**Work task 1**
Copy the stretch of the article on the 2020 Biden campaign lawyers from "In the words" through "on November 5.".
**Work task 2**
Go on writing the article about the 2020 Biden campaign lawyers, picking up after its last sentence.

In the words of M. Patrick Moore ’07, who served as deputy general counsel to the 2020 Biden for President campaign, “It was a wild ride from start to finish.” Moore recounted his election adventures, alongside campaign senior counsel Danielle Friedman, during a Rappaport Center for Law and Public Policy event at BC Law on November 5.
“We were high enough up that we were making decisions, but low enough down that we were doing the work as well,” Moore explained. That gave the two of them a proverbial front row seat at one of the most unusual elections in American history.
The trouble started when a glitchy new reporting system used by the Iowa Democratic Party caucus malfunctioned, slowing down the first-in-the-nation primary vote results politicians and the media conventionally rely upon as an early glimpse of the race to come.

**Saved data entries**
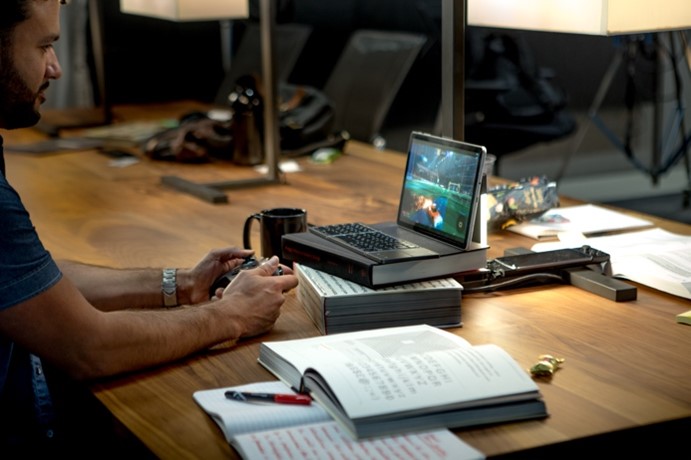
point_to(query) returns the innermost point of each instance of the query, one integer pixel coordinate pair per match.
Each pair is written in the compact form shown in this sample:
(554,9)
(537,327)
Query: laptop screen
(441,188)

**Written answer 1**
In the words of M. Patrick Moore ’07, who served as deputy general counsel to the 2020 Biden for President campaign, “It was a wild ride from start to finish.” Moore recounted his election adventures, alongside campaign senior counsel Danielle Friedman, during a Rappaport Center for Law and Public Policy event at BC Law on November 5.

**Written answer 2**
Moore was one of 12 lawyers present at the caucus. “We were all shepherded into a small room with one television that had CNN playing,” he recalled. “About 15 minutes after that we all start getting phone calls from our respective campaigns saying, ‘What’s going on? There are no results and we aren’t getting any report of results.’” The app, Moore explained, had downloading problems, which caused what he called a “fire festival” and a two-day wait for results.
“No matter what happens,” Moore recalled thinking after the Iowa Caucus boondoggle “at least I will have had this experience. It can’t get weirder than this.”
But it did. In fact, the caucus didn’t even crack his top 50 “most unusual experiences from the campaign on forward.”
Among them was Covid-19, which increased the sense of urgency inherent in any presidential campaign. “Covid was a political issue from the beginning,” Friedman observed. “Our job was not to think about the political side of Covid, but the practical side of running a campaign in COVID.”
Preparation for Trump’s response if he lost also required immense attention and planning. The campaign staff developed an “unconventional challenges team,” which had nightly phone calls to brainstorm how to deal with the potential outlash from a defeated Trump operation. “Sadly,” Moore said, “those efforts are continuing; they sort of have to continue. The Trump folks basically tried every route or avenue at their disposal.”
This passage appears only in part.